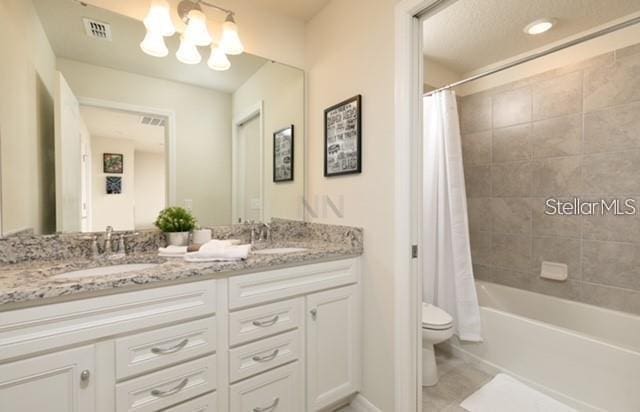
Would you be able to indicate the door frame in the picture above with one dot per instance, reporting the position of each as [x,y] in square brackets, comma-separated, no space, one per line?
[169,131]
[240,118]
[407,200]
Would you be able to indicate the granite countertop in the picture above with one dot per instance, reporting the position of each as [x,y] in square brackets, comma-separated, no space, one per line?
[33,282]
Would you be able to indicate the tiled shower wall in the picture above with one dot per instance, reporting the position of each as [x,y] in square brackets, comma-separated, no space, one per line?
[570,132]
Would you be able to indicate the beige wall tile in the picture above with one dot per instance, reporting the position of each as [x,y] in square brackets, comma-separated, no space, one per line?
[613,129]
[478,181]
[559,176]
[511,215]
[558,96]
[614,84]
[512,107]
[511,179]
[511,143]
[611,263]
[559,136]
[612,173]
[476,148]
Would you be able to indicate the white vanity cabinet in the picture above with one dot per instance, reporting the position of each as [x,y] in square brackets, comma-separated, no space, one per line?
[285,340]
[56,382]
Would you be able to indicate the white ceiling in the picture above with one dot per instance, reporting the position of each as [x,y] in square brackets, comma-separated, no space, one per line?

◆ **Your objective**:
Please convert every line of the records above into a Markdown table with the columns Row and Line, numbering each row. Leave out blank lines and the pictures.

◆ **Exercise response**:
| Row | Line |
|---|---|
| 1 | Would you be able to indicate the door frame in the picture above with one dot per instance, reporting the position of each as [x,y] in square brackets, comma-separated, no space, one per line? |
| 2 | [169,131] |
| 3 | [240,118] |
| 4 | [407,200] |
| 5 | Would you be able to indicate the granite countertop in the picture above with one dot per instance, reporting the position of each as [x,y] in square brackets, comma-separated, no space, one per line? |
| 6 | [33,282] |
| 7 | Would you be able to indicate the tiled shower wall in the picture above with one dot per instance, reporting the position of each as [x,y] in square brackets, comma-separated, no space, one per line? |
| 8 | [570,132] |
| 9 | Would you be able to indicate the beige wall tile in the picture above with one dot per instance, reporting the position of each as [x,y] in square brackets, comma-separated, no space, one per line? |
| 10 | [613,129] |
| 11 | [478,181] |
| 12 | [559,176] |
| 13 | [511,215] |
| 14 | [558,96] |
| 15 | [614,84] |
| 16 | [512,107] |
| 17 | [511,179] |
| 18 | [511,143] |
| 19 | [611,263] |
| 20 | [559,136] |
| 21 | [612,173] |
| 22 | [476,148] |
| 23 | Would you be able to indicate the white vanity cabinet in the picture above with one dot per instance, reporting the position of each as [x,y] in square brackets, comma-separated, no space, one per line? |
| 24 | [285,340] |
| 25 | [56,382] |
| 26 | Would you be able to indicate the white ceiling in the picture above with one dot per instance, reporting the position of each as [x,y] in square brackets, comma-separated, no space, one per line? |